**PROBLEM DESCRIPTION**
Pull out every line of the entries below that contains the string "storage", and copy each one.
___ AVAILABLE RECORDS
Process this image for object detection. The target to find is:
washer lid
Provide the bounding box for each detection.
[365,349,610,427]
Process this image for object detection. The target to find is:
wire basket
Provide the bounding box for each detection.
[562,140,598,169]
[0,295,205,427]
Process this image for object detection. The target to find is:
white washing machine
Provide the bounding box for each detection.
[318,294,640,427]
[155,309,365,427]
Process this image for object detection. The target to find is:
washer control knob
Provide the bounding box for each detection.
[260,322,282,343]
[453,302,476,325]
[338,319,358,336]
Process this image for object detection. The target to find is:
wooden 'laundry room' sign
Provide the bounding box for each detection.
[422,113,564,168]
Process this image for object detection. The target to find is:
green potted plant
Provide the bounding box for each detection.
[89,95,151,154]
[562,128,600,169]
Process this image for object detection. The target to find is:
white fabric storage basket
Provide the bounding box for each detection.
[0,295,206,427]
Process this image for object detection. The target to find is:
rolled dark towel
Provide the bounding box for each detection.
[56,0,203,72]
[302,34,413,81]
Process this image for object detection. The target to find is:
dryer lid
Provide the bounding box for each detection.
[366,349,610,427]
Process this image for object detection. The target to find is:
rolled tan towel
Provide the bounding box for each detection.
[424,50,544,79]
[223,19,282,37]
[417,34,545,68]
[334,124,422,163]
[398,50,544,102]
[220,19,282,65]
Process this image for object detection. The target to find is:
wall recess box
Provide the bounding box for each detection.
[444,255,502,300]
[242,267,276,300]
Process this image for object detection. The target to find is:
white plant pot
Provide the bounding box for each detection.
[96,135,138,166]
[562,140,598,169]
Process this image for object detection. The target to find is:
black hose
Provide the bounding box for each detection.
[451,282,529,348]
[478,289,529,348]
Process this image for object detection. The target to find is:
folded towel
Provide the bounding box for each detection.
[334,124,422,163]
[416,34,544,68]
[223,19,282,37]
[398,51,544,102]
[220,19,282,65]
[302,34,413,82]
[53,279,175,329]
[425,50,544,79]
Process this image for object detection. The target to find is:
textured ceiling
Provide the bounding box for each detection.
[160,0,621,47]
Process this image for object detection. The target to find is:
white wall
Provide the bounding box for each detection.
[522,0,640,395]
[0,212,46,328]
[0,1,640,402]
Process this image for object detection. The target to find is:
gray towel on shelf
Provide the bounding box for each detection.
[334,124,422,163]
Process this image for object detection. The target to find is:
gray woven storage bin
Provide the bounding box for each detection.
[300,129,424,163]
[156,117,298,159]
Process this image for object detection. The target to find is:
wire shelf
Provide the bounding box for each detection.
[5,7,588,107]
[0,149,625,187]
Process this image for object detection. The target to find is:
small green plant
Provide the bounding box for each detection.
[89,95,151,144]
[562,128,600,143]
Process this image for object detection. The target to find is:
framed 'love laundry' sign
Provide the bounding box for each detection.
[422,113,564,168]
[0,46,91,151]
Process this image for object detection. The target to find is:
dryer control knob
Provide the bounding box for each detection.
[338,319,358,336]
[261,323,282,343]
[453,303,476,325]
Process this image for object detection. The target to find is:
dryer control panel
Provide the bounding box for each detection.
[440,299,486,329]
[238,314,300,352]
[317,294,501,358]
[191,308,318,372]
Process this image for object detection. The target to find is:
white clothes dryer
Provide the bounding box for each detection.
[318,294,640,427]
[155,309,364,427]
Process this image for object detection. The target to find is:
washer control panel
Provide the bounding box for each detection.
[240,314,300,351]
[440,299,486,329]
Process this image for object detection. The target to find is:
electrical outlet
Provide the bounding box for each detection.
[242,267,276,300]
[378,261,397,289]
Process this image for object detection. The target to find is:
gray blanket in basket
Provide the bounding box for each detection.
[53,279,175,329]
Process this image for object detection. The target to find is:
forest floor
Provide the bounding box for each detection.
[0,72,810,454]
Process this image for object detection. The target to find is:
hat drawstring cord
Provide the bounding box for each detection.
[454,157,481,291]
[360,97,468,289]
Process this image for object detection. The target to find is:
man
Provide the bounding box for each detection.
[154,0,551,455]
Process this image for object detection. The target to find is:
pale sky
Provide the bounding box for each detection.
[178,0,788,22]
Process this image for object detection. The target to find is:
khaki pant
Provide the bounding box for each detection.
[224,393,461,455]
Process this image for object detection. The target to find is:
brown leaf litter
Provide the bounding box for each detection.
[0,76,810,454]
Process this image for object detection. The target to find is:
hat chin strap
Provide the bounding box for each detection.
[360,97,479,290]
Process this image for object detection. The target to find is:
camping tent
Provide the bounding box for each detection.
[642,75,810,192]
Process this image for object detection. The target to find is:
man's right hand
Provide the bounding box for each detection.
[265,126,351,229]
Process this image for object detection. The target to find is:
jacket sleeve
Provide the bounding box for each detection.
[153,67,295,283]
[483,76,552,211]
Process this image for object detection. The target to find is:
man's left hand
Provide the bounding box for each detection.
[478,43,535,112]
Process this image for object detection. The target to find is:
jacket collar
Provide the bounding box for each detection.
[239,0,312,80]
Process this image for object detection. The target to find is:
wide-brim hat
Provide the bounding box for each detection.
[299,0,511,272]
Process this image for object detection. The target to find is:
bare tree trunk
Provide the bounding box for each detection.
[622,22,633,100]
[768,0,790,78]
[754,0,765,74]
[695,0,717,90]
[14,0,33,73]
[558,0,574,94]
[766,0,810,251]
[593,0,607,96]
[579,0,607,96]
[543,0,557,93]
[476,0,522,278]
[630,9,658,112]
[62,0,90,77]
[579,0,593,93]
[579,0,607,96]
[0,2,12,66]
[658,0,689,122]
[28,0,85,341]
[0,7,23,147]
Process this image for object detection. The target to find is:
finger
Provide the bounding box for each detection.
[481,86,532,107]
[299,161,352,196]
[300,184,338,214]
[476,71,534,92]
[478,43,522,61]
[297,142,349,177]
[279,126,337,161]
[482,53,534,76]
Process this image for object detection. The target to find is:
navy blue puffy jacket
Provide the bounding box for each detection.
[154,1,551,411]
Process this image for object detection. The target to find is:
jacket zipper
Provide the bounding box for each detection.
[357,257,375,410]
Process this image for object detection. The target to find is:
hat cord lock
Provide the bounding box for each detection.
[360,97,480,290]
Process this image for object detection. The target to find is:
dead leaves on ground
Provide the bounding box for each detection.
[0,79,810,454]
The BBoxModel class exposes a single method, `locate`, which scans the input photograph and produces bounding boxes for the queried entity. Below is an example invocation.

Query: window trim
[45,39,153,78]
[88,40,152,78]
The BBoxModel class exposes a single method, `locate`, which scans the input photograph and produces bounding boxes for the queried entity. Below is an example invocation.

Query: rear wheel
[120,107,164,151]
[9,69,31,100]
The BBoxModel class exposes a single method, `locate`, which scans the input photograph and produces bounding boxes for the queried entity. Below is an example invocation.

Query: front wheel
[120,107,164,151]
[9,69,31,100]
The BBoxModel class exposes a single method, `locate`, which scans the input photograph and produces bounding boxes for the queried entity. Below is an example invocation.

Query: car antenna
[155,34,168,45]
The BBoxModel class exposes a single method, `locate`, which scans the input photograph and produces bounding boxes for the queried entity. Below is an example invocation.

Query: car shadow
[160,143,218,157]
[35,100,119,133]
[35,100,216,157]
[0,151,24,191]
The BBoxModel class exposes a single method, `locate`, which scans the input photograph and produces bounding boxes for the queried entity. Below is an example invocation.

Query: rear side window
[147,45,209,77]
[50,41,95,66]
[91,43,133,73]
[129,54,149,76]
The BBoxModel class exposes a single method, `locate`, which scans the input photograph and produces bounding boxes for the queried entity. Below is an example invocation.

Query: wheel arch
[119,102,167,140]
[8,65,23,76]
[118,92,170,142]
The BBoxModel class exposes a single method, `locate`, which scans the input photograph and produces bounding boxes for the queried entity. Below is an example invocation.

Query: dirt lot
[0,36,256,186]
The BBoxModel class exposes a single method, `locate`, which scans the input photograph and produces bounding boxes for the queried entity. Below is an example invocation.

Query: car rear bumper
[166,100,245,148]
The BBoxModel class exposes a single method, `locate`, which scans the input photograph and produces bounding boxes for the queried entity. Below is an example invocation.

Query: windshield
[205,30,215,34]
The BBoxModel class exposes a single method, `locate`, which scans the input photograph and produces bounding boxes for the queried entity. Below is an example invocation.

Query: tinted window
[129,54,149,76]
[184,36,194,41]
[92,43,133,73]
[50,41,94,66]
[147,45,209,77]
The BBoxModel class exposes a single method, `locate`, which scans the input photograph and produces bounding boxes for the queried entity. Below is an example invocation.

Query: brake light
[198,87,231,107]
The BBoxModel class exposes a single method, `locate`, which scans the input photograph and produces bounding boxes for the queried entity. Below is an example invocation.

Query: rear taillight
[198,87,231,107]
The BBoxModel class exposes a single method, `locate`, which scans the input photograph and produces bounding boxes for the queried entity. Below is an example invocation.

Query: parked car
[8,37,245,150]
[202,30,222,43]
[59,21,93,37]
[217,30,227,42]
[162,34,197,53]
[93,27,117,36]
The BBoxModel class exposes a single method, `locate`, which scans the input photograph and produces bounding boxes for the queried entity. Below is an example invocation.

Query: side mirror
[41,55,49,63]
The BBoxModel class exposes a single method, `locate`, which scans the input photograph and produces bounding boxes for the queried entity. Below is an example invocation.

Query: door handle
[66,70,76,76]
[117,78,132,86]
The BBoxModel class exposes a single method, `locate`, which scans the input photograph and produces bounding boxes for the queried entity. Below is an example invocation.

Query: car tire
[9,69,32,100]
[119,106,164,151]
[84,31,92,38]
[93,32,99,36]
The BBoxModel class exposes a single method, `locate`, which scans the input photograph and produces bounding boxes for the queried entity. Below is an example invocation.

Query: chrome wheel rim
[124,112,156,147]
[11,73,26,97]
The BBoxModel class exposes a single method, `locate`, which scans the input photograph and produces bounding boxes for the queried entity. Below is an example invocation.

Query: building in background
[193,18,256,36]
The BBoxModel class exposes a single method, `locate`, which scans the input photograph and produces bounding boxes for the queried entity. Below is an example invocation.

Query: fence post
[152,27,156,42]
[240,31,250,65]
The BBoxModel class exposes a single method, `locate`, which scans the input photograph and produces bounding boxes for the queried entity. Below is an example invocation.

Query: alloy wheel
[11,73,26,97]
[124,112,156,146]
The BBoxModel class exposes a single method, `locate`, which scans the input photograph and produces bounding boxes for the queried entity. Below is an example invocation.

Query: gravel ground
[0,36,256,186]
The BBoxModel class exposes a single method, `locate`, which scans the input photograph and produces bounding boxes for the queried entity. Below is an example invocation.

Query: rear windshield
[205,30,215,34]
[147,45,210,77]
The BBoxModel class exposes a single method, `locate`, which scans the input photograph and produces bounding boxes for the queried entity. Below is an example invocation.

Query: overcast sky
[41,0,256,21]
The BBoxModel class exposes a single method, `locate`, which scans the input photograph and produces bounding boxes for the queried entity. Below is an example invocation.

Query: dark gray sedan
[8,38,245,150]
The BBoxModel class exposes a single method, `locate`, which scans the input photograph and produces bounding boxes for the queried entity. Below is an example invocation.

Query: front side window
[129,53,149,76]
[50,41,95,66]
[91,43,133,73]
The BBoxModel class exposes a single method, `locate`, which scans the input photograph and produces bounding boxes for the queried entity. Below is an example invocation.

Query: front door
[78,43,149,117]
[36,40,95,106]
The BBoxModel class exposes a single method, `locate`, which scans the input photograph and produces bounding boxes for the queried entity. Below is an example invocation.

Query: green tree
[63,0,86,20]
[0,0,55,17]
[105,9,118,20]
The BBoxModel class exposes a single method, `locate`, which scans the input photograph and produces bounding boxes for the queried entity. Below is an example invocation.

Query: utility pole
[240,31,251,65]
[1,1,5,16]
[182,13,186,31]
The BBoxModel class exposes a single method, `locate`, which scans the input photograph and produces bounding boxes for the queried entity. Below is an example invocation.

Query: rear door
______
**FULL RESPONSE**
white fabric storage basket
gray woven storage bin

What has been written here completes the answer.